= List of stoffs =

WWII German codes for fuels and oxidizers

During World War II, Germany fielded many aircraft and rockets whose fuels, and oxidizers, were designated (letter)-Stoff (/de/). The following list of stoffs refers to the World War II aerospace meanings if not noted otherwise.

== Meaning of stoff ==
The German word Stoff (plural Stoffe), like the English word stuff, derives from Old French estoffe, however the meanings are somewhat different. Stoff has a fairly broad range of meanings, including "chemical substance" or "matter", "fuel" and "cloth", depending on the context. The German names of the common elements hydrogen, oxygen and nitrogen are Wasserstoff, Sauerstoff and Stickstoff ("hydrogen" being a scientific Greek neologism for "constituent of water", "oxygen" for "constituent of acids", "nitrogen" for "constituent of nitre", i.e. saltpeter - although the German root stick- is derived from ersticken, "to smother, suffocate", referring to its property of not supporting combustion and respiration). Stoff was used in chemical code names in both world wars. Some code names were reused between the wars and had different meanings at different times; for example, T-Stoff meant a rocket propellant in World War II, but a tear gas (xylyl bromide) in World War I.

Listing:
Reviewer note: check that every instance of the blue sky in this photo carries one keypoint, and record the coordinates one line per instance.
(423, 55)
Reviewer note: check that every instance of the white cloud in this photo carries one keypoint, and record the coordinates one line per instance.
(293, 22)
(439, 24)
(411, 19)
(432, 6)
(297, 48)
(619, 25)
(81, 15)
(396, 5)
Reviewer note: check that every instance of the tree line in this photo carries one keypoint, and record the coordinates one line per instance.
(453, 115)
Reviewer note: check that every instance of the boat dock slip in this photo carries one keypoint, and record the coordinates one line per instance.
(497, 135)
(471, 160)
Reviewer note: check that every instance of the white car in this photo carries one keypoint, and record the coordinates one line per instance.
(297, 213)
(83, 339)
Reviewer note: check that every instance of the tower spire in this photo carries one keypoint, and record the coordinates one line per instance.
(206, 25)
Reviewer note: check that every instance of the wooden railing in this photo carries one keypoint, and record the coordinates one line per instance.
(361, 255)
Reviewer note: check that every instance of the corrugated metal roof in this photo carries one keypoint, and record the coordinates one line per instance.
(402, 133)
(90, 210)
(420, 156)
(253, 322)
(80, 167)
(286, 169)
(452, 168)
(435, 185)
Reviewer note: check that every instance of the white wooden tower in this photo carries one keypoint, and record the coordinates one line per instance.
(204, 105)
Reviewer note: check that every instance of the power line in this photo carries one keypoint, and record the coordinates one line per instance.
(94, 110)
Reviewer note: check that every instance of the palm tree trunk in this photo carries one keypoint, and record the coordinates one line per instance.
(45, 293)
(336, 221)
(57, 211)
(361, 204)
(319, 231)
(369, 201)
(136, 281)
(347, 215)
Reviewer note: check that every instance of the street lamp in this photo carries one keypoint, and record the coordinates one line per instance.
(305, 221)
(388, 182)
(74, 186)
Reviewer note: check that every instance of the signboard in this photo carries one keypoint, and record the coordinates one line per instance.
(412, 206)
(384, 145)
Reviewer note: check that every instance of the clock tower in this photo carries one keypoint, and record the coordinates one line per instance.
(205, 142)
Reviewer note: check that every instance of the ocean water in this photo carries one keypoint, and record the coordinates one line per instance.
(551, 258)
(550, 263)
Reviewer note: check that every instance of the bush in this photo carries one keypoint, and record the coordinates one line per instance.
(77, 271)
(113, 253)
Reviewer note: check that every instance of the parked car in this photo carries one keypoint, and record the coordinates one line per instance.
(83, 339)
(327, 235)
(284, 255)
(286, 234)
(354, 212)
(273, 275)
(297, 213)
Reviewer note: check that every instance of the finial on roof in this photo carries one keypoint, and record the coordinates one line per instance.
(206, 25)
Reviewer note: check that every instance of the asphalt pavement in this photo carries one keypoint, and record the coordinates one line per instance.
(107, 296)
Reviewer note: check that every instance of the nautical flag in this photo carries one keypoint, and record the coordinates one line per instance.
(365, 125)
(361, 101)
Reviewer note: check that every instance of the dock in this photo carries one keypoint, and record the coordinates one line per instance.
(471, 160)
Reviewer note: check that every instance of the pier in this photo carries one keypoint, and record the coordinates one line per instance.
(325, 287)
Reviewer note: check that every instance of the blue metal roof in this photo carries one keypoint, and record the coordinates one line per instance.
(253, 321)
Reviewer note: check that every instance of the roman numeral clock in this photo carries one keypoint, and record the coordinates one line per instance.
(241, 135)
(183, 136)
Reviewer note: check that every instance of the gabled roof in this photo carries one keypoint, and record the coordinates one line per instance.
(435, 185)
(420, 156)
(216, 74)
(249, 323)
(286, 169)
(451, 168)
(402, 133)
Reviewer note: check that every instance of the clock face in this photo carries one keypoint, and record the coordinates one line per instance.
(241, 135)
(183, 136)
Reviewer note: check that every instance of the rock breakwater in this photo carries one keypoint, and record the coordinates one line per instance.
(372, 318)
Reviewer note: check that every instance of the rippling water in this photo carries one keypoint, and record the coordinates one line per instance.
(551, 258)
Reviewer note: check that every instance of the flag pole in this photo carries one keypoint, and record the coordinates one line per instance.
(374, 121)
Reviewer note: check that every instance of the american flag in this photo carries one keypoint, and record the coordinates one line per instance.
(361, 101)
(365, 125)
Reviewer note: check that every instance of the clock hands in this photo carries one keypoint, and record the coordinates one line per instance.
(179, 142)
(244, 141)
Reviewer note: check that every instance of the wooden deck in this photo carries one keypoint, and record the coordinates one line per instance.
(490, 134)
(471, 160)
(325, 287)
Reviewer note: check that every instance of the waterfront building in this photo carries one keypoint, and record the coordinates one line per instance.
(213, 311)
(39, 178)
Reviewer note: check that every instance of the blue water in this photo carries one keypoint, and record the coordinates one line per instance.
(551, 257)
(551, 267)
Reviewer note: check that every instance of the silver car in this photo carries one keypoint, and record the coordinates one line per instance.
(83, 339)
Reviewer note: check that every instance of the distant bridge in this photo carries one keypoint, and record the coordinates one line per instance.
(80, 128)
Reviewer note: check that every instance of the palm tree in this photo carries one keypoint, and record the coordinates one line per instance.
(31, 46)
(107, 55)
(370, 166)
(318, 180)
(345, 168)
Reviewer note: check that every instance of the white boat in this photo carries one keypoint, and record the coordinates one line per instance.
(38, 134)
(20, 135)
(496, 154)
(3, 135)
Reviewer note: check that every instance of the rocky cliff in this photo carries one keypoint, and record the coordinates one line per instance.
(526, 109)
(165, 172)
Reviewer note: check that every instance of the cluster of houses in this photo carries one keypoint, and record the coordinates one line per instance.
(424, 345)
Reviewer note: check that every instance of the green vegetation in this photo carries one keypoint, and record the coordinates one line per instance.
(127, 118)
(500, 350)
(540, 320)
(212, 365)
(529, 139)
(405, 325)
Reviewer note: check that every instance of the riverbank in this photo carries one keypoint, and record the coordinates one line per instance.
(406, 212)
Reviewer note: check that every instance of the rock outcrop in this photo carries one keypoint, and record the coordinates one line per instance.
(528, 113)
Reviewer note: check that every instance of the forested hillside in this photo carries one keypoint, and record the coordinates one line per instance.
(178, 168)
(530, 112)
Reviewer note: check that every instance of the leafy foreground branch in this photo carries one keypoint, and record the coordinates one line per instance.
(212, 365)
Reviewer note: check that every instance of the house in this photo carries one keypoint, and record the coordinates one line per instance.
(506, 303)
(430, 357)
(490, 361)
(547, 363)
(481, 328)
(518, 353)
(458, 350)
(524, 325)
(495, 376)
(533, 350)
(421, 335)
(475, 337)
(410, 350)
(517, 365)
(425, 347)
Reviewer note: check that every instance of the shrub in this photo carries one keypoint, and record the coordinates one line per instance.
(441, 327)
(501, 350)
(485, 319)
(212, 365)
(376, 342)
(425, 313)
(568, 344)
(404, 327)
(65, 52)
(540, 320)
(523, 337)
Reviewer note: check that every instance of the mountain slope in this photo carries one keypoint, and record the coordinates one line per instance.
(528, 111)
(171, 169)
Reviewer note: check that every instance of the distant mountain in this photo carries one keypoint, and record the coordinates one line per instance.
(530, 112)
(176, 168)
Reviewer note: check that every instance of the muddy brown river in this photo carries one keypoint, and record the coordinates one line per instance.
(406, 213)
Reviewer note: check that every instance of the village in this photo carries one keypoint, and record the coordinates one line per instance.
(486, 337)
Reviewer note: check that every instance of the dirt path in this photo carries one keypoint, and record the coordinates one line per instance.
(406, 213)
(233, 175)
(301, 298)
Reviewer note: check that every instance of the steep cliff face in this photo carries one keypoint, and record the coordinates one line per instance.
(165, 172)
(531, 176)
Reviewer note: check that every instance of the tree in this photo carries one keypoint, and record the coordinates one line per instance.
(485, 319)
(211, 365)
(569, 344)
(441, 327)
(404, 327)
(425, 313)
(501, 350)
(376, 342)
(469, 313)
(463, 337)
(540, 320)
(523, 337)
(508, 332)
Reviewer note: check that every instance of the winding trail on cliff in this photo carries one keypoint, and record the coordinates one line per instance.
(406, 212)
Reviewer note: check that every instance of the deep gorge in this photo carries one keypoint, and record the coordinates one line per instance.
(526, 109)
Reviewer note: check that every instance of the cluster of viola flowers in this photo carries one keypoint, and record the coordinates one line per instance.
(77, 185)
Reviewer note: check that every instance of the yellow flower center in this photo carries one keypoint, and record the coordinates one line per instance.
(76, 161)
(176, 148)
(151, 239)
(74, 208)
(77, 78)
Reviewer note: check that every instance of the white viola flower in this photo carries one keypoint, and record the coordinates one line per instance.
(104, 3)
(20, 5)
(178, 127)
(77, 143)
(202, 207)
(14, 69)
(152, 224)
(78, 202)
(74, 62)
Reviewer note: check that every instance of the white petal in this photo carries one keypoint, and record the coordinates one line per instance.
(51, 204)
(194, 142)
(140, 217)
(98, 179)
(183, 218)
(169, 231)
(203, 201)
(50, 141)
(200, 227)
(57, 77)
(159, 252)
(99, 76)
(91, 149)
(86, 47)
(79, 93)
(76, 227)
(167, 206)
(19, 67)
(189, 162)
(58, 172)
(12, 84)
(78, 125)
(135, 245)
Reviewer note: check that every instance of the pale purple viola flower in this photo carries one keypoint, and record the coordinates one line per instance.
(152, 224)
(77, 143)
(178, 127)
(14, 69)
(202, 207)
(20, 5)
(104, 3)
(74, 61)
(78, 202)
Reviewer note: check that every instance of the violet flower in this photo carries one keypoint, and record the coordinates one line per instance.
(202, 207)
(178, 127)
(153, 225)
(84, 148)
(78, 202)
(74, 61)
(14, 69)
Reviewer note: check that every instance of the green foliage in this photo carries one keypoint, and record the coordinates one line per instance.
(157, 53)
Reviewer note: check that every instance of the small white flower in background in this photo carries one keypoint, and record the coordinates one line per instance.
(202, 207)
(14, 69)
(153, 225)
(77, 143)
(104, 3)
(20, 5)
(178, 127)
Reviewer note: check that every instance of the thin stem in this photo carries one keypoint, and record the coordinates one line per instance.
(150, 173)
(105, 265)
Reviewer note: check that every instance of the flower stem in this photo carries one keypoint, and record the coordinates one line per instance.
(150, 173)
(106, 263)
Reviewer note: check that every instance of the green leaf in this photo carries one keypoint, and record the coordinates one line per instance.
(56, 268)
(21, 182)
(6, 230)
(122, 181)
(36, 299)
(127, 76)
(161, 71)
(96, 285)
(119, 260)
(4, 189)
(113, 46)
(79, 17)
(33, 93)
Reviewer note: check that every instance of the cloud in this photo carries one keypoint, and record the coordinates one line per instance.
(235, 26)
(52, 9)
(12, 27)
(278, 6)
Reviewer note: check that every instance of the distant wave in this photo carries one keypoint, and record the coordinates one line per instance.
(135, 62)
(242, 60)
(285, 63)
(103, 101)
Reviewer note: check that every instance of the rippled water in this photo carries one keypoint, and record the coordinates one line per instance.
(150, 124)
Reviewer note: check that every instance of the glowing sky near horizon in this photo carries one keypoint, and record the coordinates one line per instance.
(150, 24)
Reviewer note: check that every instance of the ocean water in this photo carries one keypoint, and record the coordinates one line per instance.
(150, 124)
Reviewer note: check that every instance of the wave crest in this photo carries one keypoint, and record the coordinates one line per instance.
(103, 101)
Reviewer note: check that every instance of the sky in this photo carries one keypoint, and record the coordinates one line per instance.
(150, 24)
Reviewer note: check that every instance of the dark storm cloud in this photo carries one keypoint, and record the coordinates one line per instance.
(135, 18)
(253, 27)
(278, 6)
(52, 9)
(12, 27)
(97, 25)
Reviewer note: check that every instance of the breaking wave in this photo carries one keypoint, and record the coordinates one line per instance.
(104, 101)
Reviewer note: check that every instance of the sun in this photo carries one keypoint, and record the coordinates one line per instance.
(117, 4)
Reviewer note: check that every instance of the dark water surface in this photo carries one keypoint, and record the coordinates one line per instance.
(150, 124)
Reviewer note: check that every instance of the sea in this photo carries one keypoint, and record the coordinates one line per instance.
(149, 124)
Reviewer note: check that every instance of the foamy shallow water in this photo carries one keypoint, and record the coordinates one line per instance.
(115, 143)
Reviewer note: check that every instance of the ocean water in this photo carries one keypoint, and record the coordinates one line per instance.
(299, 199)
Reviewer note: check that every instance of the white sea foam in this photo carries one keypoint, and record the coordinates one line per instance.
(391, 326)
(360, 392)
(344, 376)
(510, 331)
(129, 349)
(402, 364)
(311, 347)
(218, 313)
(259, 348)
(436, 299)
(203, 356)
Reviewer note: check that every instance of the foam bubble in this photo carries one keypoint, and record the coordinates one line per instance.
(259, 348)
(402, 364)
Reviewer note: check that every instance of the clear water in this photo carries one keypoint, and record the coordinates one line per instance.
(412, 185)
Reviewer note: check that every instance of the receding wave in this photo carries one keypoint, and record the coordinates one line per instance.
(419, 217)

Required actions:
1/ State how many lines of the records contain the string "cluster", matching case exactly, and give only the number.
2/ Extend the text on German stoff code names, picking up right after its final sentence.

Expected results:
1/ 2

2/
== List ==

- A-Stoff (World War I): chloroacetone (tear gas)
- A-Stoff (World War II): liquid oxygen (LOX)
- B-Stoff (short for Brennstoff, literally, "fuel"): the 75% ethanol / 25% water fuel used in the V-2 ballistic rocket The word was also used for hydrazine, or a mixture of hydrazine in methyl alcohol, (used in the Messerschmitt Me 163 Komet rocket powered fighter aircraft).
- Bn-Stoff (World War I): bromomethyl ethyl ketone, homomartonite (tear gas)
- Br-Stoff: Ligroin extracted from crude gasoline
- C-Stoff: 57% methanol / 30% hydrazine / 13% water / small amount of Catalyst 431 potassium-cuprous cyanide coordination complex
- F-Stoff: titanium tetrachloride (smoke producing compound)
- K-Stoff (World War I): mixture of chloromethyl chloroformate and dimethyl chloroformate (tear gas)
- M-Stoff: methanol
- N-Stoff: chlorine trifluoride
- P-Stoff: Compressed nitrogen or compressed air used for preparing a V-2 missile for launch from its Meillerwagen transporter/erector trailer
- R-Stoff or Tonka: 57% xylidine / 43% triethylamine
- S-Stoff: 90% nitric acid / 10% sulfuric acid or 96% nitric acid / 4% ferric chloride (The ferric chloride acted as a catalyst.)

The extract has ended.